§ SHORT PROBLEM: Could you put the data below into a two-column CSV headed command and mask, with one row per command and each field quoted with its line breaks replaced by spaces?

□ □ □

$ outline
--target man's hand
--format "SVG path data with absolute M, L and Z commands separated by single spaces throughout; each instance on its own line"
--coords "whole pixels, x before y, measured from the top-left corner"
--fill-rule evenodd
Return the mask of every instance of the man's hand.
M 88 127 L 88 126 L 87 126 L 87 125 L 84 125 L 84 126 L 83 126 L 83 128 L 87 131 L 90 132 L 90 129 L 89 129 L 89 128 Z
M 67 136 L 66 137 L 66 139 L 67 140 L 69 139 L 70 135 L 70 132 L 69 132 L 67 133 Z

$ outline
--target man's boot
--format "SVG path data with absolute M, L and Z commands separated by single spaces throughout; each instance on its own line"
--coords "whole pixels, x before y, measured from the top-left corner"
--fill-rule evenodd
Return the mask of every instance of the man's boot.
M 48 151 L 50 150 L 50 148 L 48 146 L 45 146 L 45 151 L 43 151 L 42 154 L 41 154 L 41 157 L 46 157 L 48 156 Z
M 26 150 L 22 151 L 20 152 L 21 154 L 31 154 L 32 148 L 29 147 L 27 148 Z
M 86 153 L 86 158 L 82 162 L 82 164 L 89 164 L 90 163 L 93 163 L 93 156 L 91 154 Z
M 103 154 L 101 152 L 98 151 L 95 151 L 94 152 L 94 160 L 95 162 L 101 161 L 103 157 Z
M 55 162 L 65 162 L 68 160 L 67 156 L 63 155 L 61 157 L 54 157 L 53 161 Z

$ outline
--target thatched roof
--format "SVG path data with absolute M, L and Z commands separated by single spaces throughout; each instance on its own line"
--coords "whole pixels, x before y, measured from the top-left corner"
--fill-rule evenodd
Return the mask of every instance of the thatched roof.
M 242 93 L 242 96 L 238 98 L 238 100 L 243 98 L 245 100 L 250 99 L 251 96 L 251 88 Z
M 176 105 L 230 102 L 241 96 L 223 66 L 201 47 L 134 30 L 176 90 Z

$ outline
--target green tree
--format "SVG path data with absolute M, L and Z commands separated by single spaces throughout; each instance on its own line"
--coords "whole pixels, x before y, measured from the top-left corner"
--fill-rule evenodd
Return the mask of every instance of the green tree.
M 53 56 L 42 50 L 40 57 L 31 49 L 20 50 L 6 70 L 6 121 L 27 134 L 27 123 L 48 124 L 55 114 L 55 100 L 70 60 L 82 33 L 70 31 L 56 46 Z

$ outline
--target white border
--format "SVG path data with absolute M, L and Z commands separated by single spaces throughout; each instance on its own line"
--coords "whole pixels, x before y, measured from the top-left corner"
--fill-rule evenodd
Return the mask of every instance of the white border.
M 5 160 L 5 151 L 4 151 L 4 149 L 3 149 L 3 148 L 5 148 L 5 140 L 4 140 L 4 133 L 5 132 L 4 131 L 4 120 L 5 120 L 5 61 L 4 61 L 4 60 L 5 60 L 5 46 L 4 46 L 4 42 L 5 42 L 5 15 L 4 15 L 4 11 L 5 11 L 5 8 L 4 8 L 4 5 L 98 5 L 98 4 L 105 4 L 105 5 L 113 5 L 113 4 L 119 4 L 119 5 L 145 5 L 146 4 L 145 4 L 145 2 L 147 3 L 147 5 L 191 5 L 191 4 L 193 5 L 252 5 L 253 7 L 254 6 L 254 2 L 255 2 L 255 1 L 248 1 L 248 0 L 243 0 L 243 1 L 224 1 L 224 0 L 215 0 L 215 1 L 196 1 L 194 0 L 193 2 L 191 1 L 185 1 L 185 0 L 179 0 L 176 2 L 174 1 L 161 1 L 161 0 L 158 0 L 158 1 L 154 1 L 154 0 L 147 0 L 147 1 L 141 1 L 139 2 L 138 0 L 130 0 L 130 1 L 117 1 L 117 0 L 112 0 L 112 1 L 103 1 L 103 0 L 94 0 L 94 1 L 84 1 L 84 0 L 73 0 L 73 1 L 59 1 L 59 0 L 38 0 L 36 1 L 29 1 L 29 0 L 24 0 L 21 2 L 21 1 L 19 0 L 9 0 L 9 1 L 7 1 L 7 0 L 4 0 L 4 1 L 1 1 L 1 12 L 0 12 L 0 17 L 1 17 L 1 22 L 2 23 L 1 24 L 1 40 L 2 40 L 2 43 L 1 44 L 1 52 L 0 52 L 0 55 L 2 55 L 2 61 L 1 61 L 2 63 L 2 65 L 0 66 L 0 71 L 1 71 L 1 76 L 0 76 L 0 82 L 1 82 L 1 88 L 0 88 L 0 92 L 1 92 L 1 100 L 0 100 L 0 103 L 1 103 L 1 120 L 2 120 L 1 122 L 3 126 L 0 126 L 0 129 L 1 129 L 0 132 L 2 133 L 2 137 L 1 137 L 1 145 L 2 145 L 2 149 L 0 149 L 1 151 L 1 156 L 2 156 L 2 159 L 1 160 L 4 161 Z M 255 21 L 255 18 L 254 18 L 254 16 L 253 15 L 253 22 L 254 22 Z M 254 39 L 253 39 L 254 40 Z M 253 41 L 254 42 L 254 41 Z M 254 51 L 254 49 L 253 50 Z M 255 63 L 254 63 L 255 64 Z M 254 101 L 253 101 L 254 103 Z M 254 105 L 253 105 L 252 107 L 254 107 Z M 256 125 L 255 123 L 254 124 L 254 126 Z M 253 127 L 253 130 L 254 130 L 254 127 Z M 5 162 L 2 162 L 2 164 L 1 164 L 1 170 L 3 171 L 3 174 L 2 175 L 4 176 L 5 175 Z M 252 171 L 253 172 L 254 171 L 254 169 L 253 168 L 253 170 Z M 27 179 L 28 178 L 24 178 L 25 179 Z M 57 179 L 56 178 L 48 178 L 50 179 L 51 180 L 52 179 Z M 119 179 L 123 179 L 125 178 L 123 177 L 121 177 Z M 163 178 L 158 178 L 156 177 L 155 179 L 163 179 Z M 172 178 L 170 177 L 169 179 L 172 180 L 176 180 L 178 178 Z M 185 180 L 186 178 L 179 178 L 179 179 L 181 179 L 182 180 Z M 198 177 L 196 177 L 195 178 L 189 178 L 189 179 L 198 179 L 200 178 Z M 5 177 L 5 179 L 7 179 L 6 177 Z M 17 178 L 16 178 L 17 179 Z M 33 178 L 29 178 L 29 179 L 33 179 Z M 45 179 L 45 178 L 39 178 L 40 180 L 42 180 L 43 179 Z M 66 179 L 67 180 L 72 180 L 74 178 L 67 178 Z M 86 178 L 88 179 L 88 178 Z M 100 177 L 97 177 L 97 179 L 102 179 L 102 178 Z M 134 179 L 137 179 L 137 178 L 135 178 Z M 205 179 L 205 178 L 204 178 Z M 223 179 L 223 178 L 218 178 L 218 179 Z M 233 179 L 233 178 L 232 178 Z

□ □ □

§ ANSWER FOR THIS EXERCISE:
command,mask
"$ outline --target man's hand --format ""SVG path data with absolute M, L and Z commands separated by single spaces throughout; each instance on its own line"" --coords ""whole pixels, x before y, measured from the top-left corner"" --fill-rule evenodd Return the mask of every instance of the man's hand.","M 88 127 L 88 126 L 87 126 L 87 125 L 84 125 L 84 126 L 83 126 L 83 128 L 87 131 L 90 132 L 90 129 L 89 129 L 89 128 Z M 67 136 L 66 137 L 66 139 L 67 140 L 69 139 L 70 135 L 70 132 L 69 132 L 67 133 Z"
"$ outline --target man's boot --format ""SVG path data with absolute M, L and Z commands separated by single spaces throughout; each instance on its own line"" --coords ""whole pixels, x before y, measured from the top-left corner"" --fill-rule evenodd Return the mask of every instance of the man's boot.","M 48 151 L 50 150 L 50 148 L 48 146 L 45 146 L 45 151 L 43 151 L 42 154 L 41 154 L 41 157 L 46 157 L 48 156 Z M 26 150 L 22 151 L 20 152 L 21 154 L 31 154 L 32 148 L 29 147 L 27 148 Z M 86 153 L 86 158 L 82 162 L 82 164 L 89 164 L 90 163 L 93 163 L 93 156 L 91 154 Z M 103 154 L 101 152 L 98 151 L 95 151 L 94 152 L 94 160 L 95 162 L 101 161 L 103 157 Z M 55 162 L 65 162 L 68 160 L 67 156 L 63 155 L 61 157 L 54 157 L 53 161 Z"
"$ outline --target thatched roof --format ""SVG path data with absolute M, L and Z commands separated by single spaces throughout; each instance on its own line"" --coords ""whole pixels, x before y, measured from the top-left corner"" --fill-rule evenodd Return the mask of every instance of the thatched roof.","M 242 93 L 242 96 L 238 98 L 238 100 L 243 98 L 245 100 L 250 99 L 251 96 L 251 88 Z M 176 105 L 230 102 L 241 96 L 223 66 L 201 47 L 134 30 L 176 90 Z"
"$ outline --target green tree --format ""SVG path data with absolute M, L and Z commands separated by single spaces throughout; each instance on its own line"" --coords ""whole pixels, x before y, measured from the top-left corner"" --fill-rule evenodd Return the mask of every instance of the green tree.","M 53 56 L 42 50 L 40 57 L 31 49 L 20 50 L 6 70 L 6 121 L 27 134 L 27 123 L 48 124 L 55 114 L 55 100 L 70 60 L 82 33 L 70 31 L 56 46 Z"
"$ outline --target white border --format ""SVG path data with absolute M, L and Z commands separated by single spaces throughout; each instance on its own line"" --coords ""whole pixels, x before y, measured from the top-left corner"" --fill-rule evenodd Return the mask of every instance of the white border.","M 5 160 L 5 151 L 4 151 L 4 149 L 3 149 L 3 148 L 5 148 L 5 140 L 4 140 L 4 133 L 5 132 L 4 131 L 4 120 L 5 120 L 5 61 L 4 61 L 4 60 L 5 60 L 5 46 L 4 46 L 4 42 L 5 42 L 5 15 L 4 15 L 4 11 L 5 11 L 5 8 L 4 8 L 4 5 L 98 5 L 98 4 L 105 4 L 105 5 L 113 5 L 113 4 L 119 4 L 119 5 L 145 5 L 146 4 L 145 4 L 145 2 L 147 3 L 147 5 L 191 5 L 191 4 L 193 5 L 252 5 L 253 7 L 254 6 L 254 2 L 255 2 L 255 1 L 248 1 L 248 0 L 243 0 L 243 1 L 224 1 L 224 0 L 215 0 L 215 1 L 196 1 L 194 0 L 193 2 L 191 1 L 185 1 L 185 0 L 179 0 L 176 2 L 174 1 L 161 1 L 161 0 L 158 0 L 158 1 L 154 1 L 154 0 L 147 0 L 147 1 L 141 1 L 139 2 L 138 0 L 130 0 L 130 1 L 117 1 L 117 0 L 112 0 L 112 1 L 103 1 L 103 0 L 94 0 L 94 1 L 84 1 L 84 0 L 73 0 L 73 1 L 59 1 L 59 0 L 38 0 L 36 1 L 29 1 L 29 0 L 24 0 L 21 2 L 21 1 L 19 0 L 9 0 L 9 1 L 7 1 L 7 0 L 4 0 L 4 1 L 1 1 L 1 12 L 0 12 L 0 17 L 1 17 L 1 22 L 2 23 L 1 24 L 1 40 L 2 40 L 2 43 L 1 44 L 1 52 L 0 52 L 0 55 L 2 55 L 2 61 L 1 61 L 2 63 L 2 65 L 0 66 L 0 71 L 1 71 L 1 76 L 0 76 L 0 82 L 1 82 L 1 88 L 0 88 L 0 92 L 1 92 L 1 100 L 0 100 L 0 103 L 1 103 L 1 120 L 2 120 L 1 122 L 3 126 L 0 126 L 0 129 L 1 129 L 0 132 L 2 133 L 2 137 L 1 137 L 1 145 L 2 145 L 2 149 L 0 149 L 1 151 L 1 156 L 2 156 L 2 159 L 1 160 L 4 161 Z M 255 21 L 255 18 L 254 18 L 254 16 L 253 15 L 253 22 L 254 22 Z M 254 39 L 253 39 L 254 40 Z M 253 41 L 254 42 L 254 41 Z M 254 51 L 254 49 L 253 50 Z M 255 63 L 254 63 L 255 64 Z M 254 101 L 253 101 L 254 103 Z M 254 105 L 253 105 L 252 107 L 254 107 Z M 256 125 L 255 123 L 254 124 L 254 126 Z M 253 127 L 253 130 L 254 130 L 254 127 Z M 5 162 L 2 162 L 2 164 L 1 164 L 1 170 L 3 171 L 3 174 L 2 175 L 4 176 L 5 175 Z M 252 171 L 253 172 L 254 171 L 254 169 L 253 168 L 253 170 Z M 27 179 L 28 178 L 24 178 L 25 179 Z M 57 179 L 56 178 L 48 178 L 50 179 L 51 180 L 52 179 Z M 119 179 L 123 179 L 125 178 L 123 177 L 121 177 Z M 163 178 L 158 178 L 156 177 L 155 179 L 163 179 Z M 172 178 L 170 177 L 169 179 L 172 180 L 176 180 L 178 178 Z M 185 180 L 186 178 L 179 178 L 179 179 L 181 179 L 182 180 Z M 198 177 L 196 177 L 195 178 L 189 178 L 189 179 L 198 179 L 200 178 Z M 5 177 L 5 179 L 7 179 L 6 177 Z M 17 178 L 16 178 L 17 179 Z M 33 178 L 29 178 L 29 179 L 33 179 Z M 45 179 L 45 178 L 39 178 L 40 180 L 42 180 L 43 179 Z M 66 179 L 67 180 L 72 180 L 74 178 L 67 178 Z M 86 178 L 88 179 L 88 178 Z M 100 177 L 97 177 L 97 179 L 102 179 L 102 178 Z M 134 179 L 137 179 L 137 178 L 135 178 Z M 205 179 L 205 178 L 204 178 Z M 223 179 L 223 178 L 218 178 L 218 179 Z M 233 179 L 233 178 L 232 178 Z"